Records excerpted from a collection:

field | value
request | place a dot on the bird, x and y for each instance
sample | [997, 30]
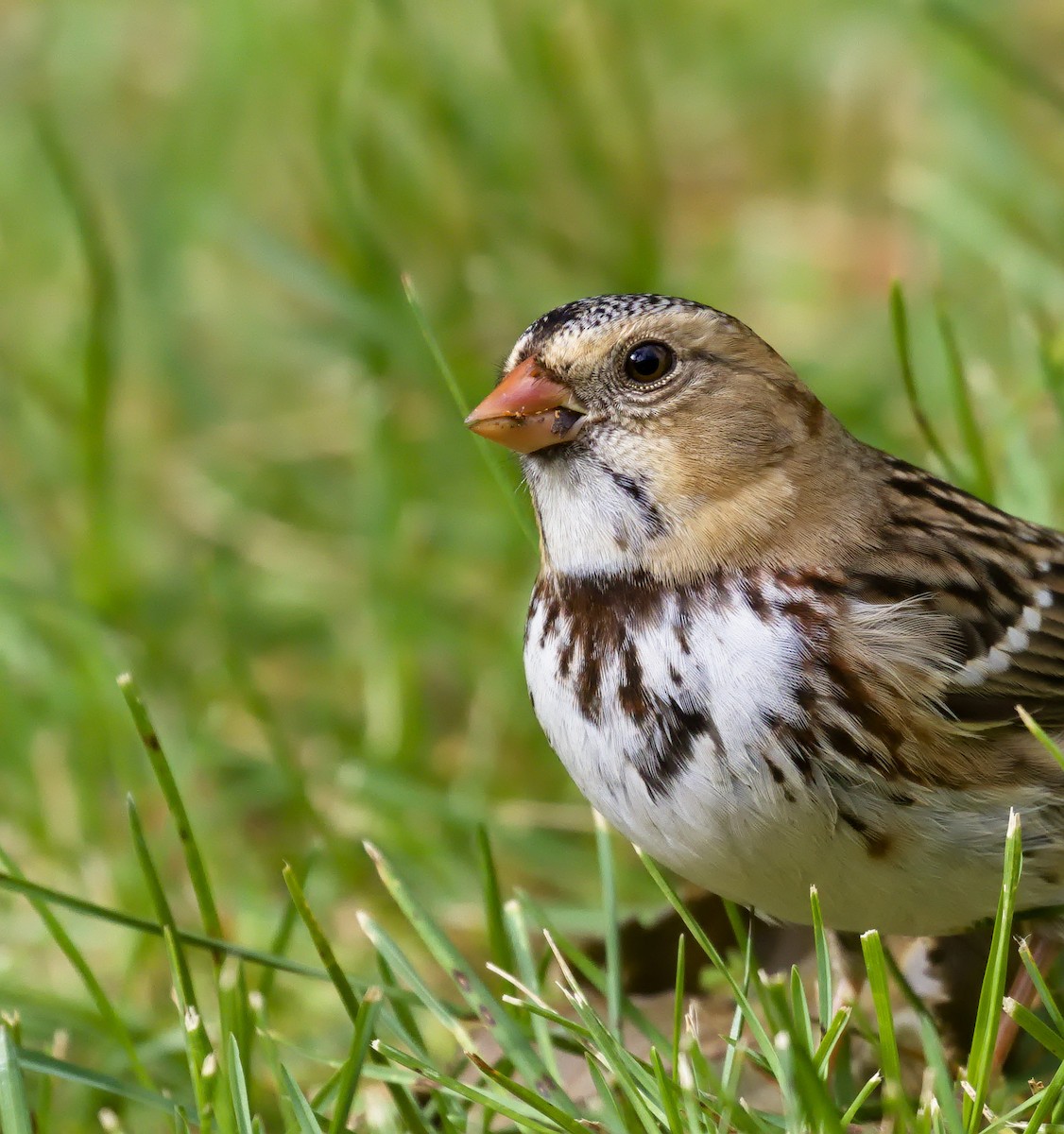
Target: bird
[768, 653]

* * *

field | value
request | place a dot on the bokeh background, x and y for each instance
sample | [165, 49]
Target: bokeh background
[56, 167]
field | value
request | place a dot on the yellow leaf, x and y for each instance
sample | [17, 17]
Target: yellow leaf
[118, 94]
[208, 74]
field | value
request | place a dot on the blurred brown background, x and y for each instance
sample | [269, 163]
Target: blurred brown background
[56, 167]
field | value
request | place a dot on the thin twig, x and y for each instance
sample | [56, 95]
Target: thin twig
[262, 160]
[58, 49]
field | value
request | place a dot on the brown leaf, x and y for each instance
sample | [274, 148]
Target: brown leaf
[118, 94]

_What the task asks:_ For every line in the data above that has the string "sample", return that line.

_Task response:_
sample | [997, 30]
sample | [165, 49]
sample | [17, 17]
sample | [269, 163]
sample | [56, 95]
sample | [274, 148]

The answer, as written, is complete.